--- start RECORD EXTRACTS ---
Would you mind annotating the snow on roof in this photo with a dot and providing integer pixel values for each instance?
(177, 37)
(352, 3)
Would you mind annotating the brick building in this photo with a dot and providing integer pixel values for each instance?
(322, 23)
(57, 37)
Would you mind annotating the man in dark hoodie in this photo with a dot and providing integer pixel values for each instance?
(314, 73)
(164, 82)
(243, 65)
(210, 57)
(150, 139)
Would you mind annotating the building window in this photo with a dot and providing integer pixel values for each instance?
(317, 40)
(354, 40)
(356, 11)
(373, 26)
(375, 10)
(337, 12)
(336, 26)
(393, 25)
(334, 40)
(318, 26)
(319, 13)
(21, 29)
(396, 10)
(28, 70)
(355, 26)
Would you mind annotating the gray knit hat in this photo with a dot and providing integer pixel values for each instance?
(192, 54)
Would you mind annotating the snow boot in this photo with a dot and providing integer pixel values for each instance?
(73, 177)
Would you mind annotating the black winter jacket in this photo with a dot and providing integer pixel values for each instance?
--- end RECORD EXTRACTS ---
--- start RECORD EXTRACTS ---
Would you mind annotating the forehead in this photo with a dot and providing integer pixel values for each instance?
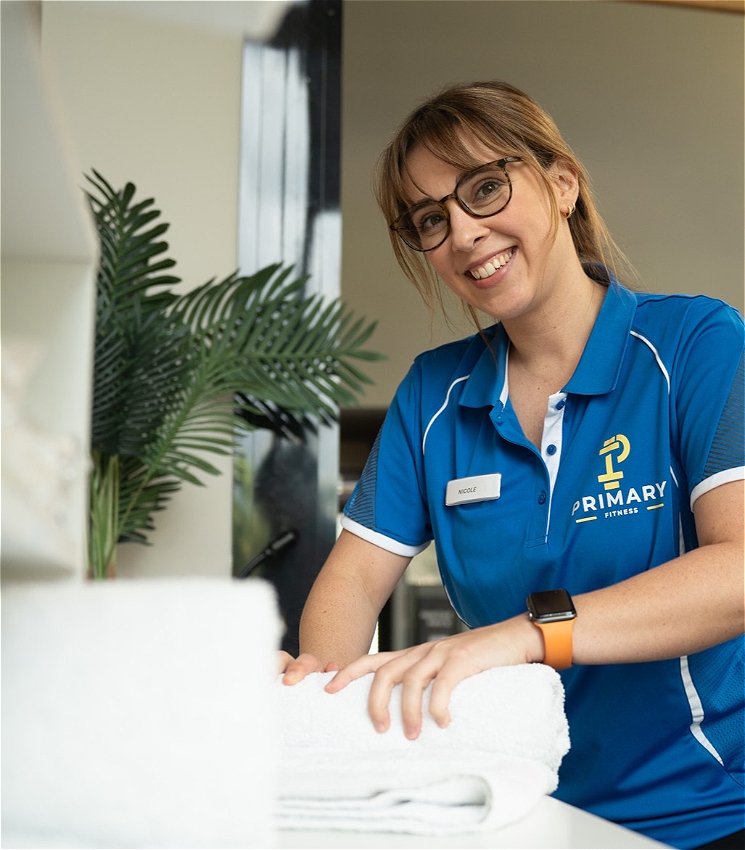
--- end RECORD EXTRACTS ---
[OBJECTIVE]:
Filter the data above, keeping every line that contains the string "snow". Treat uppercase and lowercase letters as distinct.

[CORRECT RESULT]:
Would you mind annotating the snow on roof in this photo with a dot and providing integer pixel values for each instance?
Would you mind annotating the snow boot in this photo with a dot and providing integer pixel values for each instance?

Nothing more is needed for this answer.